Word for word, copy all of the entries.

§ §

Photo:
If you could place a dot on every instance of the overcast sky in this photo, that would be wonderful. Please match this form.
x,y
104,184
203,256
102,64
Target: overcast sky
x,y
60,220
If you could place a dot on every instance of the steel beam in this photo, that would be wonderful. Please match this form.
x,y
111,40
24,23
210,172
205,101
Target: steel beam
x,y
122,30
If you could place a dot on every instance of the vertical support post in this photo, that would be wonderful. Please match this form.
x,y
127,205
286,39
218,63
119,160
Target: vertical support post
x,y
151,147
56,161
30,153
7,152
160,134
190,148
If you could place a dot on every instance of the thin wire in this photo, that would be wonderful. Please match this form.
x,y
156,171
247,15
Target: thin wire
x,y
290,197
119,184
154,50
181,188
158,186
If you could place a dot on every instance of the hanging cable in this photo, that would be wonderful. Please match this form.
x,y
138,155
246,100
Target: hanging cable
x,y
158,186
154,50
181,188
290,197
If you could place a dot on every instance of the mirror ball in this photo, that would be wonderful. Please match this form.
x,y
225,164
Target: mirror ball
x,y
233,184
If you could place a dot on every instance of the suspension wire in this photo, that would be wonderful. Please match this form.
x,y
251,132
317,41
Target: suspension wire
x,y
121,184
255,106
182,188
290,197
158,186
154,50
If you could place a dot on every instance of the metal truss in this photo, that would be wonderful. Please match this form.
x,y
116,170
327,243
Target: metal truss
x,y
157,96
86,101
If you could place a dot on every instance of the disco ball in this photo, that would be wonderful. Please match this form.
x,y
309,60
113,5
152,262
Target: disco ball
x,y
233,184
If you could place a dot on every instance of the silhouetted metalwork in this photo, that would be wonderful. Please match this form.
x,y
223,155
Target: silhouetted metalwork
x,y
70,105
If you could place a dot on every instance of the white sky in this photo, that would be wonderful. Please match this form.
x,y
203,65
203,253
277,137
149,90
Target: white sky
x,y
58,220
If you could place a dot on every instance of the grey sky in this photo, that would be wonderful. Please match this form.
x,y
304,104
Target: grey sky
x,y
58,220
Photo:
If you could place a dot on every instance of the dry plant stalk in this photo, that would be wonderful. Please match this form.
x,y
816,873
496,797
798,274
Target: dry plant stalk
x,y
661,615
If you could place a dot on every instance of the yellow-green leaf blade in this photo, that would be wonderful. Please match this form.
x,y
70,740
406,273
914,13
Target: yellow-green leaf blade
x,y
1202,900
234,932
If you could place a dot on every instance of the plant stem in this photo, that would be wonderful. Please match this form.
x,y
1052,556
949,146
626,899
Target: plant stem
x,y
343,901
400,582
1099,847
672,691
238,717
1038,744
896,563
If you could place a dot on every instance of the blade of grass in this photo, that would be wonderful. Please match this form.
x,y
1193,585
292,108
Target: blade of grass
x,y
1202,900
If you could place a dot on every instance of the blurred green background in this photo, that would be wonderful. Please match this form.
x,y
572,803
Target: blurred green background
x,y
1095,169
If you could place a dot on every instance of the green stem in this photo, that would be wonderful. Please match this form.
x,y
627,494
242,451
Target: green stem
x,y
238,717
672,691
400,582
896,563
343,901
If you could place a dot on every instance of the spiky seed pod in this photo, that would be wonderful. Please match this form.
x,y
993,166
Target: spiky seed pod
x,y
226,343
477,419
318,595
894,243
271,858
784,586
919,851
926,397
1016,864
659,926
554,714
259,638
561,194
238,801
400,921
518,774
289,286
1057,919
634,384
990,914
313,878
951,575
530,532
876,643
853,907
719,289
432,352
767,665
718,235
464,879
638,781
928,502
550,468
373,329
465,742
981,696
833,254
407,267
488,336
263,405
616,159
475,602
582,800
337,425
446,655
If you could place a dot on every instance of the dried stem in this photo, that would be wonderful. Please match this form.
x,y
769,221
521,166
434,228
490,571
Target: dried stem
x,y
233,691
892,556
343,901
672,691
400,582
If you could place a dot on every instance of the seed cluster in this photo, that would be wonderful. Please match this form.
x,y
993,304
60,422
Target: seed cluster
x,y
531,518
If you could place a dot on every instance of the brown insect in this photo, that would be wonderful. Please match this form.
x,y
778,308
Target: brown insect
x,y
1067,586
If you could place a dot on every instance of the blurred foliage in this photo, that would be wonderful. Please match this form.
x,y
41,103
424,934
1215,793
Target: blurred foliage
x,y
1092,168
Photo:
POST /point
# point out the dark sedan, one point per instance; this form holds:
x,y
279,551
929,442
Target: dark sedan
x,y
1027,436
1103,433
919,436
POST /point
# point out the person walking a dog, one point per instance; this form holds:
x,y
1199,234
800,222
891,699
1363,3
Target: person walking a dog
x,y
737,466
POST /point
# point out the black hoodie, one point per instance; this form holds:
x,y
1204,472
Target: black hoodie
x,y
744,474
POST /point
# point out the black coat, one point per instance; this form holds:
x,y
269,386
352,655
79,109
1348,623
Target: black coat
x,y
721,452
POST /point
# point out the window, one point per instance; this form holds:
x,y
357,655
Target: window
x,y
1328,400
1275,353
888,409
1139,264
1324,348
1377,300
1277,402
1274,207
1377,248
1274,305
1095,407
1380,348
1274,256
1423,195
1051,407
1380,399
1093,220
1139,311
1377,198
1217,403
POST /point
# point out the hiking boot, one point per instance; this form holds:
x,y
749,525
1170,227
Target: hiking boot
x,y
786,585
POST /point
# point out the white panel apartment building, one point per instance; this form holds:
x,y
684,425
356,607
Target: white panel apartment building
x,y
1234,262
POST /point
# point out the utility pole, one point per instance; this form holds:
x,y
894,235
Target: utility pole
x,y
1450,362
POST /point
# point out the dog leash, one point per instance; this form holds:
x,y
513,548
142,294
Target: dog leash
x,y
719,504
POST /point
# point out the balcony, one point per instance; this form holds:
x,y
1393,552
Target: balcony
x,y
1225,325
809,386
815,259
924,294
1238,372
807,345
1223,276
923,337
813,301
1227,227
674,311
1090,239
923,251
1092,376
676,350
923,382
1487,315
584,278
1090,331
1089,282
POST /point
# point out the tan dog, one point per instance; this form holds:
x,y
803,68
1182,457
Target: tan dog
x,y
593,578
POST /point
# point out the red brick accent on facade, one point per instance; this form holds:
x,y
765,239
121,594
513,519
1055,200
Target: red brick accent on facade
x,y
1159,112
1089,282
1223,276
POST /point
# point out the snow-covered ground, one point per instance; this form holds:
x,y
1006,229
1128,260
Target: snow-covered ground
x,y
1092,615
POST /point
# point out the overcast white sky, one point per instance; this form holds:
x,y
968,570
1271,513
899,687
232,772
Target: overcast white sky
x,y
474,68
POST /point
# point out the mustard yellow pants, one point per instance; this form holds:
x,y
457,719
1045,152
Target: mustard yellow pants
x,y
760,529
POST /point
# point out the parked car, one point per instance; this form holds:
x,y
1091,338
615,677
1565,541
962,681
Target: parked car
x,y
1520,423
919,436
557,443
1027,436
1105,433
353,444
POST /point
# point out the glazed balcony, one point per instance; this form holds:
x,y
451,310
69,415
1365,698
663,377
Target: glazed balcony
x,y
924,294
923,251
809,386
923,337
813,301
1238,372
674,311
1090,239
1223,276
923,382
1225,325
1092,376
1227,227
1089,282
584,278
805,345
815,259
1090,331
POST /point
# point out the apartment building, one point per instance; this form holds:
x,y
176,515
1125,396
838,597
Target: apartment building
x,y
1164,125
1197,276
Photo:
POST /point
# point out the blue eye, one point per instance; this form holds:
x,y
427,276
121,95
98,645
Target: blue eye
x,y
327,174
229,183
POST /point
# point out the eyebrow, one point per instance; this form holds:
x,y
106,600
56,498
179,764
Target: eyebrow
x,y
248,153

§ §

- Response to the task -
Photo:
If you could place a dot on every instance of the overcast sky in this photo, that would be wonderful. Please match this form.
x,y
104,184
203,256
102,64
Target: overcast sky
x,y
60,220
If you could place a dot on every instance of the steel beam in this photo, that would be wonderful. Please match this form.
x,y
111,40
24,23
210,172
205,101
Target: steel beam
x,y
122,30
If you could place a dot on every instance of the vertical support post in this photo, that would be wonderful. Please match this form.
x,y
127,205
286,39
218,63
119,160
Target: vertical support post
x,y
151,147
56,161
30,153
7,152
160,134
190,148
If you could place a dot on every instance of the thin wire in this photo, that would be wonderful. Please match this form.
x,y
156,171
247,15
Target: thin wire
x,y
290,197
119,184
154,50
181,188
158,186
If you could place a dot on every instance of the hanging cable in this photo, that would be wonderful. Please match this form.
x,y
138,155
246,100
Target: hanging cable
x,y
158,186
154,50
181,188
290,197
If you could place a dot on every instance of the mirror ball in this photo, that would be wonderful. Please match this form.
x,y
225,164
Target: mirror ball
x,y
233,184
If you could place a dot on every instance of the suspension wire in this photo, that would be wonderful. Please match this form.
x,y
251,132
317,41
Target: suspension wire
x,y
121,184
255,106
182,188
290,197
158,186
154,50
If you could place a dot on every instance of the metal truss in this photo, that would be wonderful. Please match this form.
x,y
116,170
327,243
Target: metal truss
x,y
157,96
86,101
If you could place a dot on every instance of the disco ball in this photo, that would be wonderful. Please match this form.
x,y
309,60
113,5
152,262
Target: disco ball
x,y
233,184
If you could place a dot on every instance of the silhouetted metalwork in this photo, that would be wonderful. Please match this form.
x,y
223,155
Target: silhouetted metalwork
x,y
70,105
If you could place a dot on every instance of the white sky in this photo, that would be wonderful. Please match this form.
x,y
203,65
203,253
277,137
149,90
Target: white sky
x,y
58,220
If you could place a dot on every instance of the grey sky in this photo, that would be wonderful. Please match this form.
x,y
304,104
Target: grey sky
x,y
58,220
Photo:
If you could place a dot on every instance of the dry plant stalk in this photo, that would be wonderful. Please match this form.
x,y
816,873
496,797
798,274
Target: dry plant stalk
x,y
661,615
If you could place a dot on every instance of the yellow-green leaf blade in this photo, that would be wonderful. Please match this form.
x,y
70,740
406,273
914,13
Target: yellow-green leaf blade
x,y
1202,900
234,932
If you could place a dot on every instance of the plant stem in this photo, that would be wonderful. Please match this form.
x,y
1052,556
949,146
626,899
Target: plant stem
x,y
343,901
400,582
1099,847
672,691
238,717
1038,744
896,563
If you could place a dot on every instance of the blade of grass in this photo, that would be wonderful. Please match this form.
x,y
1193,585
292,108
Target: blade of grass
x,y
1202,900
If you could place a dot on every instance of the blurred green background in this photo, that would be wonderful. Please match this form.
x,y
572,803
Target: blurred green background
x,y
1095,169
If you could place a dot on every instance of the green stem in this photo, that would be wonderful. Please match this form.
x,y
627,494
242,451
Target: green stem
x,y
238,717
672,691
400,582
896,563
343,901
If you could place a dot on every instance of the spiky seed pod in this photo, that would be wonderful. Please match this form.
x,y
993,166
Target: spiky seed pod
x,y
226,343
477,419
318,595
894,243
271,858
784,586
919,851
926,397
1016,864
659,926
554,714
259,638
561,194
238,801
400,921
518,774
289,286
1057,919
634,384
990,914
313,878
951,575
530,532
876,643
853,907
719,289
432,352
767,665
718,235
464,879
638,781
928,502
550,468
373,329
465,742
981,696
833,254
407,267
488,336
263,405
616,159
475,602
582,800
337,425
446,655
If you could place a dot on every instance of the dried stem in this photo, that would be wonderful. Please match this form.
x,y
769,221
521,166
434,228
490,571
Target: dried stem
x,y
233,691
892,556
343,901
672,691
400,582
If you could place a dot on every instance of the seed cluster in this photo, that would be wonderful. Please match this form.
x,y
993,304
60,422
Target: seed cluster
x,y
531,518
If you could place a dot on every instance of the brown insect in this photo, that would be wonderful. Please match this form.
x,y
778,308
Target: brown insect
x,y
1067,586
If you could place a dot on every instance of the blurred foliage in this photo, that would be wonderful. Please match this form.
x,y
41,103
424,934
1215,793
Target: blurred foliage
x,y
1092,168
Photo:
POST /point
# point out the dark sedan, one point per instance; this form holds:
x,y
279,551
929,442
Target: dark sedan
x,y
1027,436
1103,433
919,436
POST /point
# point out the person walking a dog, one point per instance; this form holds:
x,y
1199,234
800,222
891,699
1363,3
Target: person walking a dog
x,y
737,466
POST /point
# point out the black hoodie, one point per instance; this form holds:
x,y
1204,472
Target: black hoodie
x,y
744,474
POST /point
# point out the black coat, one point per instance; this form holds:
x,y
269,386
352,655
79,109
1348,623
Target: black coat
x,y
721,452
POST /point
# point out the window, one point per instance; this form holds:
x,y
357,655
Target: window
x,y
1328,400
1275,353
888,409
1139,264
1324,348
1377,300
1277,402
1274,207
1377,248
1274,305
1095,407
1380,348
1274,256
1423,195
1051,407
1380,399
1093,220
1139,311
1377,198
1217,403
POST /point
# point out the hiking boot, one point per instance; this form holds:
x,y
749,525
1170,227
Target: hiking boot
x,y
786,585
POST /point
# point out the white panel apartment building, one point per instance; this form holds:
x,y
684,425
356,607
Target: white panel apartment building
x,y
1234,262
POST /point
# point out the utility pole, one point per instance; this form holds:
x,y
894,235
Target: utility pole
x,y
1450,362
POST /point
# point out the dog leash, one point per instance; this form holds:
x,y
513,548
142,294
Target: dog leash
x,y
719,504
POST /point
# point out the balcony, one point per instance; this form holds:
x,y
1393,552
Target: balcony
x,y
1225,325
809,386
815,259
924,294
1238,372
807,345
1223,276
923,337
813,301
1227,227
674,311
1090,239
923,251
1092,376
676,350
923,382
1487,315
584,278
1090,331
1089,282
POST /point
# point out the tan dog, one point per instance; this form holds:
x,y
803,68
1182,457
Target: tan dog
x,y
593,578
POST /point
# point out the red brick accent on facade, one point per instance; this form holds:
x,y
765,239
121,594
513,519
1055,200
Target: red brick accent on facade
x,y
1159,112
1089,282
1223,276
POST /point
# point out the snow-covered ground, one point per instance; this form holds:
x,y
1006,229
1128,260
Target: snow-covered ground
x,y
1092,615
POST /point
# point out the overcast white sky, one point per instance; this form holds:
x,y
968,570
1271,513
899,687
232,772
Target: overcast white sky
x,y
474,68
POST /point
# point out the mustard yellow pants, one point per instance; this form holds:
x,y
457,719
1045,152
Target: mustard yellow pants
x,y
760,529
POST /point
# point out the parked car, one point per instance; this form holds:
x,y
1091,338
615,677
1565,541
962,681
Target: parked car
x,y
1520,423
919,436
557,443
1027,436
1105,433
353,444
POST /point
# point out the glazed balcony, one point per instance; this form holds:
x,y
451,310
69,415
1365,698
663,377
Target: glazed balcony
x,y
924,294
923,251
809,386
923,337
813,301
1238,372
674,311
1090,239
1223,276
923,382
1225,325
1092,376
1227,227
1089,282
584,278
805,345
815,259
1090,331
POST /point
# point out the apartment building, one point per instance; this form holds:
x,y
176,515
1125,396
838,597
Target: apartment building
x,y
1164,125
1197,276
Photo:
POST /point
# point out the blue eye, one point per instance; this form holds:
x,y
427,276
121,95
98,645
Target: blue eye
x,y
327,174
229,183
POST /point
# point out the eyebrow, one point per instance; this form holds:
x,y
106,600
56,498
179,764
Target: eyebrow
x,y
248,153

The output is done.